## Problem details:
Reproduce every record below exactly as written, leaving out any pictures.

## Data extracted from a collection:
---*---
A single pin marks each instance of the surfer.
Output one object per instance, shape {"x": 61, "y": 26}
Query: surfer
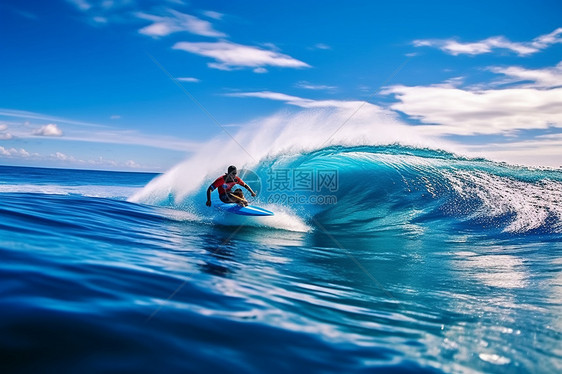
{"x": 225, "y": 183}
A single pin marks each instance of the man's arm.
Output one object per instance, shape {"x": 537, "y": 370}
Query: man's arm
{"x": 209, "y": 190}
{"x": 249, "y": 189}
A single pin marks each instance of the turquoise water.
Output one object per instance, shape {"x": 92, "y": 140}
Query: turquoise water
{"x": 424, "y": 262}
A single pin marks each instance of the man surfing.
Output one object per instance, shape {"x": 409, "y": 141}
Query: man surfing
{"x": 225, "y": 184}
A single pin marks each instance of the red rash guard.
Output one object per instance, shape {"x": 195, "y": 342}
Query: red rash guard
---*---
## Result for this task:
A single pin marks each instance of the surfer.
Output one object per instance, shape {"x": 61, "y": 26}
Query: surfer
{"x": 225, "y": 183}
A single pin marks each instance of the man's arm.
Output one object per instance, shape {"x": 537, "y": 370}
Query: man's arm
{"x": 209, "y": 190}
{"x": 249, "y": 189}
A single pin marks each instance of the turquoise water.
Output one object per instance, shape {"x": 92, "y": 140}
Query: turquoise water
{"x": 424, "y": 262}
A single pin marks each instance of the man surfing.
Output one object per instance, shape {"x": 409, "y": 141}
Query: man surfing
{"x": 225, "y": 184}
A single pin marks each instance of the red rash guard.
Output one object per instance, shape {"x": 195, "y": 342}
Query: red rash guard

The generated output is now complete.